## OBJECTIVE
Exclude all pictures, then copy each of the records exactly as written.

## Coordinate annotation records

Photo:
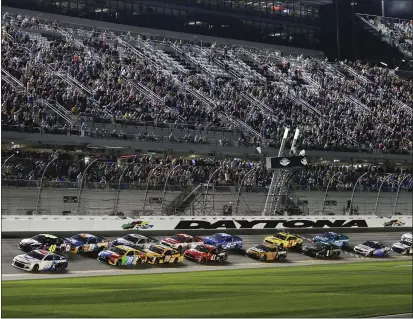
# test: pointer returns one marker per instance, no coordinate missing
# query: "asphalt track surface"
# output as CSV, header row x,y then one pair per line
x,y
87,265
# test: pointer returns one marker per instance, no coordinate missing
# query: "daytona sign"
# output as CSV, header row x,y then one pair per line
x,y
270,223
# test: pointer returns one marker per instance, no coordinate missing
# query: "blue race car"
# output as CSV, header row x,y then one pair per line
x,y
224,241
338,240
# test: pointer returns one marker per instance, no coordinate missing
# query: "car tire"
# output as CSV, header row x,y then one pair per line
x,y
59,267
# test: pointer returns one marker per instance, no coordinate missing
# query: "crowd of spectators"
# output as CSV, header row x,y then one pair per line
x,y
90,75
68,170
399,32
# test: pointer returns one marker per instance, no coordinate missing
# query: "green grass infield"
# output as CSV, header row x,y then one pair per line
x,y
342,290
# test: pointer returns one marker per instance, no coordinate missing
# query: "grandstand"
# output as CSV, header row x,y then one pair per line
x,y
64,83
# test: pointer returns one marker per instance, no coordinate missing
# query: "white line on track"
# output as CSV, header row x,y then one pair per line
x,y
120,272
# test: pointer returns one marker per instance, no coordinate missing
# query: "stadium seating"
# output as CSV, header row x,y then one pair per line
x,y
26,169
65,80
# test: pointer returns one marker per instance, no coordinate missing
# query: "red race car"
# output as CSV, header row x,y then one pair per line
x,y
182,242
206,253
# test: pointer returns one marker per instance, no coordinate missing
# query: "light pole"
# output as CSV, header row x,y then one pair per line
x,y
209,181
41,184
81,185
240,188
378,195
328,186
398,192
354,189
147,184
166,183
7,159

## FINAL RESULT
Photo:
# test: pointer returns one marker per instance, no coordinate missing
# query: "asphalt track surface"
# output as CSV, header row x,y then one pair per line
x,y
87,265
# test: pointer returns one marker per instance, no coordinate missing
# query: "daytona sign"
# output as CSV, header row x,y then one pair per line
x,y
270,223
# test: pointer returns one marker per instance, no coordinate missing
# query: "blue race car"
# output as CSV, header row x,y then one pair per line
x,y
224,241
338,240
# test: pointer returns one marker per instance, no coordinate missing
# query: "car tire"
# output as CSV, header row x,y then one pair per line
x,y
59,267
# test: pointer returns one marker per instance, no coordinate missing
# query: "crowd of spectators"
# output as CSV, header row x,y then one pair per line
x,y
90,75
68,170
399,32
# test: pointer returns one marker per instance, no coordinate missing
# query: "green grass infield"
# output as CSV, header row x,y then one pair per line
x,y
342,290
# test: pointer returns one marker per instance, no coordinate missing
# query: "grandstand"
# output as CSV, header row x,y then one pair per line
x,y
64,83
# test: pointer returns one marker per instance, no coordinate missing
# query: "white line on track"
# output as CSV, header row x,y then one pair per line
x,y
120,272
# test: pointer returns one marker per instance, no coordinate missing
# query: "stadium seating"
# output as CSV, header row x,y then one pair per line
x,y
26,169
65,80
# test: pointer returns one marker per instance, no coordinate missing
# query: "red race car"
# output as CSV, header row x,y then one pair per line
x,y
182,242
206,253
# test: pointer returns one marker per instance, no coordinate missing
# query: "light pole"
# output as CSV, header row x,y then one pair per line
x,y
209,181
41,184
81,185
240,188
378,195
328,186
398,192
354,189
147,184
166,183
7,159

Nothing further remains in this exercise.